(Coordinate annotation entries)
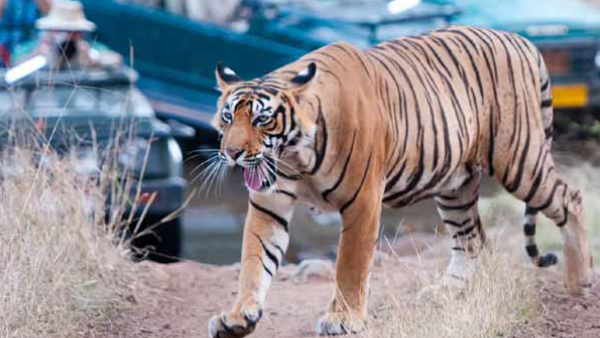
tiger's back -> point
(474, 96)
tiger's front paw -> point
(236, 324)
(338, 323)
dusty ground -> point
(185, 295)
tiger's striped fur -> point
(412, 118)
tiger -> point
(351, 130)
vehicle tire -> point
(163, 245)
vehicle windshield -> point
(55, 100)
(379, 20)
(363, 10)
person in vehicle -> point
(62, 40)
(17, 18)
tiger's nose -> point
(234, 153)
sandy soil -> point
(185, 295)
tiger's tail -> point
(531, 213)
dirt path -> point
(185, 295)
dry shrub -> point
(497, 299)
(64, 271)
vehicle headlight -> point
(86, 162)
(133, 154)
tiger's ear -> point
(303, 79)
(226, 76)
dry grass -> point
(502, 295)
(499, 297)
(64, 274)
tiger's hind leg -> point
(543, 190)
(458, 210)
(529, 226)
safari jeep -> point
(84, 108)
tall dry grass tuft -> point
(64, 271)
(499, 297)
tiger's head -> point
(262, 121)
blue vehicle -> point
(176, 56)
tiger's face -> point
(258, 120)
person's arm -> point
(43, 5)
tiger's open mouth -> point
(260, 176)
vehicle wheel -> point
(163, 245)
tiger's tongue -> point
(253, 179)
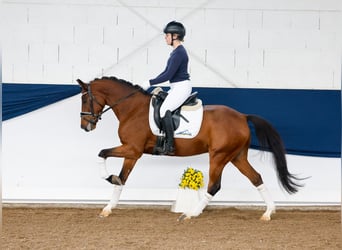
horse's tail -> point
(270, 140)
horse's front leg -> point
(117, 181)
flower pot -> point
(186, 201)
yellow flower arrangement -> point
(192, 178)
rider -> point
(176, 72)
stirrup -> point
(164, 149)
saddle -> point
(158, 98)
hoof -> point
(267, 215)
(105, 213)
(265, 218)
(184, 217)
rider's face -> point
(168, 38)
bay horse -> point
(224, 134)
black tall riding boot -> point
(169, 131)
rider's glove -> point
(145, 85)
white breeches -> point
(178, 93)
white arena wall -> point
(46, 157)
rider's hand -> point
(145, 85)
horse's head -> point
(91, 107)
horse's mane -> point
(122, 81)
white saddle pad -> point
(186, 129)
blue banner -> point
(309, 121)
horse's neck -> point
(129, 103)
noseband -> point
(96, 117)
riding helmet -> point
(175, 28)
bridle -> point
(96, 117)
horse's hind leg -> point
(246, 169)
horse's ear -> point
(83, 85)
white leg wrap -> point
(265, 195)
(103, 168)
(115, 197)
(201, 205)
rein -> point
(92, 99)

### WORK TO DO
Copy the lines of the records above without any changes, starting at the line that contains "horse's tail -> point" and continuing through the end of the records.

### EXPECTED ANSWER
horse's tail -> point
(270, 140)
horse's front leg -> point
(117, 181)
flower pot -> point
(186, 201)
yellow flower arrangement -> point
(192, 178)
rider -> point
(176, 72)
stirrup -> point
(164, 149)
saddle -> point
(158, 98)
hoof -> point
(267, 215)
(105, 213)
(265, 218)
(184, 217)
rider's face -> point
(168, 38)
bay horse -> point
(224, 134)
black tall riding boot -> point
(169, 131)
rider's glove -> point
(145, 85)
white breeches -> point
(178, 93)
white arena wall -> point
(46, 157)
rider's hand -> point
(145, 85)
horse's head -> point
(91, 107)
horse's mane -> point
(122, 81)
white saddle pad -> point
(186, 129)
blue banner -> point
(309, 121)
horse's neck -> point
(129, 103)
noseband -> point
(96, 117)
riding helmet -> point
(175, 28)
bridle -> point
(96, 117)
horse's hind leg -> point
(246, 169)
horse's ear -> point
(83, 85)
white leg wrap -> point
(265, 195)
(103, 168)
(115, 197)
(201, 205)
rein -> point
(92, 99)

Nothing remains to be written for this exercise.